EXTRACT PROVIDED >>
Agricultural Land Reserve changes were on the right track, according to local leaders.

Crackdowns on both fill contamination and monster houses on farmland were among the changes being lauded.

The concept of “farmland for farming” was front and centre in the changes with the aim of restoring the integrity of the ALR to one zone.

Coun. Chris Kloot, who was a member of Agriculture Minister Lana Popham’s advisory committee, said their approach was “agricultural first” from the start, and the suggested improvements are headed in “the right direction.”

Chilliwack couple receive postcard mailed 38 years ago

When John and Irene Wigham received a postcard at their Fairfield Island home in November they were a little puzzled.

It came from Hawaii from their good friends Leon and Keitha Phillips. But the Phillips hadn’t been to Hawaii for nearly four decades.

Dated Jan. 22, 1980 with a postmark from the Honolulu postmaster that same day, the postcard took close to 39 years to be delivered.

GIVEN REQUEST 1 >>
Select every line of the records that contains the word "woman".
The news text and the records are separate material.

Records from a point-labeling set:
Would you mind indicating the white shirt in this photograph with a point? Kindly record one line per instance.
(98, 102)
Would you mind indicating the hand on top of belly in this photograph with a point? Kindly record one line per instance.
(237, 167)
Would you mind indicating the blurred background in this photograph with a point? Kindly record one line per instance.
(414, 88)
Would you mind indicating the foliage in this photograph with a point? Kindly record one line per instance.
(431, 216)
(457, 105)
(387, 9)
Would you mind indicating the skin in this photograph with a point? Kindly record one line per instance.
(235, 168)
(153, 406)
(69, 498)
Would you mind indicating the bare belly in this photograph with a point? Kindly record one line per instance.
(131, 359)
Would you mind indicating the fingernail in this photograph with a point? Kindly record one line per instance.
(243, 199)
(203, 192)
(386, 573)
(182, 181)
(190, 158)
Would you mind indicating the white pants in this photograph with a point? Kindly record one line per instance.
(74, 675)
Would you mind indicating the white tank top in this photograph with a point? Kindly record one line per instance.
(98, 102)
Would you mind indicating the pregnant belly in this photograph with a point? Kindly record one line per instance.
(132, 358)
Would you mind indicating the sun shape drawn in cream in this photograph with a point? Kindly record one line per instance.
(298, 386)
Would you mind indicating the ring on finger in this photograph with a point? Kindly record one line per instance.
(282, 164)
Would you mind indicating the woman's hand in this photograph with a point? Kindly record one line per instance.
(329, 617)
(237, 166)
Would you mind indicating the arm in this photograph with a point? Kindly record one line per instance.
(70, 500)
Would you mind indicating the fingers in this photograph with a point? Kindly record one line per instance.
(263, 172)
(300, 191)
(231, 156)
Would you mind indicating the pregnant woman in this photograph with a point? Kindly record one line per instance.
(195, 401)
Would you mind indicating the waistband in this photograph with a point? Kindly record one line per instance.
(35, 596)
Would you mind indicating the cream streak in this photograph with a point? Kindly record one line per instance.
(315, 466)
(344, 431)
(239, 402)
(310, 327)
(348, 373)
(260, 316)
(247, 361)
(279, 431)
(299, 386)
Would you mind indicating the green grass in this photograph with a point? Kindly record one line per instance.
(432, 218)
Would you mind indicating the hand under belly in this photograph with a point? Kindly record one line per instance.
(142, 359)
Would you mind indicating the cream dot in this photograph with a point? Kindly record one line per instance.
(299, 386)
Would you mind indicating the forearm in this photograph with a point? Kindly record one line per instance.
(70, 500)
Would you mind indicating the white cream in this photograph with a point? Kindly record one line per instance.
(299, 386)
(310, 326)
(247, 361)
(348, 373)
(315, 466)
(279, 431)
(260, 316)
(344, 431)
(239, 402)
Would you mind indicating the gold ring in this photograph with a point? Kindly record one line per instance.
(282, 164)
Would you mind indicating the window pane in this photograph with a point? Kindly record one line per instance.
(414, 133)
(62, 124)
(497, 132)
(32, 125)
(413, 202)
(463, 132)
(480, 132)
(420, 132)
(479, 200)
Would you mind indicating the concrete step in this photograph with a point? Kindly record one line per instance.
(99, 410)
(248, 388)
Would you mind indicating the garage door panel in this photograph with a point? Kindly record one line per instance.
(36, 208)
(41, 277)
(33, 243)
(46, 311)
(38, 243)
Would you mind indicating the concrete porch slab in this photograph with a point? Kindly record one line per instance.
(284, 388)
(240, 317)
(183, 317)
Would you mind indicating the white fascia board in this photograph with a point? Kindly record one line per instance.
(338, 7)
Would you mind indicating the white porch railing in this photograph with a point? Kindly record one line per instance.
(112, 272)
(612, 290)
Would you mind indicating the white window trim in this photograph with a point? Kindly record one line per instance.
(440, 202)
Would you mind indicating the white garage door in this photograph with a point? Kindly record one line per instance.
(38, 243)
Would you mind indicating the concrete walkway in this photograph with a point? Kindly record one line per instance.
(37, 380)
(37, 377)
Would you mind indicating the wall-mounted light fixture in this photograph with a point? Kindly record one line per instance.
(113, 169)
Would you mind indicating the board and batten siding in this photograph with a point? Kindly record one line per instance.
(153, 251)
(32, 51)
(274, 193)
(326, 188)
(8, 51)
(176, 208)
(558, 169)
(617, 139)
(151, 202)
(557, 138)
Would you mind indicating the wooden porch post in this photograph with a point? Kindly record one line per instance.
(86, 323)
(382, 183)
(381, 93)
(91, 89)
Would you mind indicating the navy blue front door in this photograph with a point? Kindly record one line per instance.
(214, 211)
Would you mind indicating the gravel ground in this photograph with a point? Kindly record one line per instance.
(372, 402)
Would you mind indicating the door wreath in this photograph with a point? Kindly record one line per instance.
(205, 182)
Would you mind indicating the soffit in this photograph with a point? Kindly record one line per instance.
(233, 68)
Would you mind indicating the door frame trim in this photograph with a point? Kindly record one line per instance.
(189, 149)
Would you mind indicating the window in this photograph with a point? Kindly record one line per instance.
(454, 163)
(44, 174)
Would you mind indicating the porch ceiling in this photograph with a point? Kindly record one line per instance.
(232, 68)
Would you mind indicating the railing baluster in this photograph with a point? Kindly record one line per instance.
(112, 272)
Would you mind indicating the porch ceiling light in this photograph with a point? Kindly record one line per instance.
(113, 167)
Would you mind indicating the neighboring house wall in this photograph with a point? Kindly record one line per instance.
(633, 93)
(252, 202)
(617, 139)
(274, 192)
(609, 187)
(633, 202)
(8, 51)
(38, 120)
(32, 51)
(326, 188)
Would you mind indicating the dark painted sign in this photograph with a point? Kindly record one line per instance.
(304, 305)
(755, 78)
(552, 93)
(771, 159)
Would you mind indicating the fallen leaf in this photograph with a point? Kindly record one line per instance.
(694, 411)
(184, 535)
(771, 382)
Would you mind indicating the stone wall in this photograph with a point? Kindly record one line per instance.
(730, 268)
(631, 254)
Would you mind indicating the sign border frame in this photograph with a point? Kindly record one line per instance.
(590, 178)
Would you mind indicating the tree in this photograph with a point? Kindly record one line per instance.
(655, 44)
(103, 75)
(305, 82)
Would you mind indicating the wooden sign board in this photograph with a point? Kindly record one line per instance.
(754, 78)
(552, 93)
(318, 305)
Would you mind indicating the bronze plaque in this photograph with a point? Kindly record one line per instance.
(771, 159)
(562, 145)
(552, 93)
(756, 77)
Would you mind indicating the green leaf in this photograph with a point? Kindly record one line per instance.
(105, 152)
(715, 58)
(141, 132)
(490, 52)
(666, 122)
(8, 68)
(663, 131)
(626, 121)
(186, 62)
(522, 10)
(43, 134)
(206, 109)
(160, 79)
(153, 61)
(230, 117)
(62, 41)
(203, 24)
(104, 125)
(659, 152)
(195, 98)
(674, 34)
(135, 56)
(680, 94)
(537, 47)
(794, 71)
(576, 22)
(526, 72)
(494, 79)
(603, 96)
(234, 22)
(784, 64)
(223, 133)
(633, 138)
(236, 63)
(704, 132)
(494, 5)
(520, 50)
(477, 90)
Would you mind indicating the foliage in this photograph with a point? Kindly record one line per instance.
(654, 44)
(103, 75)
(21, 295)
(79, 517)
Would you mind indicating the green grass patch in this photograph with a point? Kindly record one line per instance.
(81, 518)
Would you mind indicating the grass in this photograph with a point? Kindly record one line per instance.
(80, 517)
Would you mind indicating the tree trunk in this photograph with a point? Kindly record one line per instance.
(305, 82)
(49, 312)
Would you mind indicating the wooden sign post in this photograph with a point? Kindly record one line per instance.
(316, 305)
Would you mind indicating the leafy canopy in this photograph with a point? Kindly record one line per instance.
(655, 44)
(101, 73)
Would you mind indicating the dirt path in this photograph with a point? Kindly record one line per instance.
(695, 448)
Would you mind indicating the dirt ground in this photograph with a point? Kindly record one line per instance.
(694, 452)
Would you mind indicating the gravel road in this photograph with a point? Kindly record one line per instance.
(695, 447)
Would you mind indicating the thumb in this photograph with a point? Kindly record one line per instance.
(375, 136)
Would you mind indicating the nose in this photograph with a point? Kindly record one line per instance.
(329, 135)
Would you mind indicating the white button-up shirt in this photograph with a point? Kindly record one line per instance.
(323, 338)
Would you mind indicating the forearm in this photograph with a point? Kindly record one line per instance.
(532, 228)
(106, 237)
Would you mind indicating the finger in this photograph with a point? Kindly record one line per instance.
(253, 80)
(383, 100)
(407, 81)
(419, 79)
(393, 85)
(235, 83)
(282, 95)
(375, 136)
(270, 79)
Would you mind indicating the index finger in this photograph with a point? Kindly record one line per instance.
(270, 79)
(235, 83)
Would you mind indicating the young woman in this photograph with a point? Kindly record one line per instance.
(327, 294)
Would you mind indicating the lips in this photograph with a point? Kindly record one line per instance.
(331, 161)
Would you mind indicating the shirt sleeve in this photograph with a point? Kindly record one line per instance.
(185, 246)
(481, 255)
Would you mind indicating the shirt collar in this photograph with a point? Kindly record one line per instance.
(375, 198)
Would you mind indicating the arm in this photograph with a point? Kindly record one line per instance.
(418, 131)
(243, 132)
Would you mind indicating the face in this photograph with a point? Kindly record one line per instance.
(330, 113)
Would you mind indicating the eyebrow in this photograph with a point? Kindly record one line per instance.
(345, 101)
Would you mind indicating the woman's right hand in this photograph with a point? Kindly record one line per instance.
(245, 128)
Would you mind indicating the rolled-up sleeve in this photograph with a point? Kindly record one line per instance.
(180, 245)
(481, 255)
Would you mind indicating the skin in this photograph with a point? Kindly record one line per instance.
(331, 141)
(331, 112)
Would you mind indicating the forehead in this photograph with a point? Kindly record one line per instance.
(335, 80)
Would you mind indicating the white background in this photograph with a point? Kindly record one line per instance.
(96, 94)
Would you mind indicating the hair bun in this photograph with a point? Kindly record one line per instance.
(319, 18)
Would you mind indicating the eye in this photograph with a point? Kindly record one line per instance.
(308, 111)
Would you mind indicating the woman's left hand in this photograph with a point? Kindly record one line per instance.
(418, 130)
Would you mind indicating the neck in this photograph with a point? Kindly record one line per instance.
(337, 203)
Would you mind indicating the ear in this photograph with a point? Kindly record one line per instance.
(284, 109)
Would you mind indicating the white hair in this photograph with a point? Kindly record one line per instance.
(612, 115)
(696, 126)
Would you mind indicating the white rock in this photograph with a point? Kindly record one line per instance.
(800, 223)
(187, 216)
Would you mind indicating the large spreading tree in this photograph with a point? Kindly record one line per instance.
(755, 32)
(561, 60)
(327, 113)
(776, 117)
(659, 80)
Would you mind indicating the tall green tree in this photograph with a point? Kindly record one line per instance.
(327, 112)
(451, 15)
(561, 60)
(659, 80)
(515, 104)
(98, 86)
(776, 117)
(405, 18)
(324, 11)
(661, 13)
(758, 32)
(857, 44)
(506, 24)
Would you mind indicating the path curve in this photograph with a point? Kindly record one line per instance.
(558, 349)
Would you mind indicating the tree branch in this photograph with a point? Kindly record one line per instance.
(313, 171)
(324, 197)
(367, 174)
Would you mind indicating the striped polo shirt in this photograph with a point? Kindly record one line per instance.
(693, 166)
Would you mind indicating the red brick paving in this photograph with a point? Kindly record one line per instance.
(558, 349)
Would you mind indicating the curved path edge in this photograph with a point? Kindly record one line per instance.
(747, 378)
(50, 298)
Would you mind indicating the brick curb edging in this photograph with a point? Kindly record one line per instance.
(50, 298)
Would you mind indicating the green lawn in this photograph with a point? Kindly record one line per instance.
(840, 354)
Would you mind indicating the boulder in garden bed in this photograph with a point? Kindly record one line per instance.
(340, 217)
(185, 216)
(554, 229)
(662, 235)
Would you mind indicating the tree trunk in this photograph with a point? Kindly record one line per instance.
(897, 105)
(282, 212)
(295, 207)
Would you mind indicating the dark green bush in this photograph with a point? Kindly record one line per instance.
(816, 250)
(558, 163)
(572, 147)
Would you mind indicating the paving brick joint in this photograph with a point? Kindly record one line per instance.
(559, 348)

GIVEN REQUEST 2 >>
Rewrite the news text between "Coun. Chris Kloot, who" and "to be delivered.", inclusive, replacing "postcard" with "letter".

FINAL ANSWER 1 >>
Would you mind indicating the woman's hand in this photograph with a point? Kindly record one line per instance.
Would you mind indicating the pregnant woman in this photograph with a point? Kindly record one line per instance.
Would you mind indicating the young woman in this photograph with a point? Kindly record one line per instance.
Would you mind indicating the woman's right hand in this photograph with a point? Kindly record one line per instance.
Would you mind indicating the woman's left hand in this photograph with a point? Kindly record one line per instance.

FINAL ANSWER 2 >>
Coun. Chris Kloot, who was a member of Agriculture Minister Lana Popham’s advisory committee, said their approach was “agricultural first” from the start, and the suggested improvements are headed in “the right direction.”

Chilliwack couple receive letter mailed 38 years ago

When John and Irene Wigham received a letter at their Fairfield Island home in November they were a little puzzled.

It came from Hawaii from their good friends Leon and Keitha Phillips. But the Phillips hadn’t been to Hawaii for nearly four decades.

Dated Jan. 22, 1980 with a postmark from the Honolulu postmaster that same day, the letter took close to 39 years to be delivered.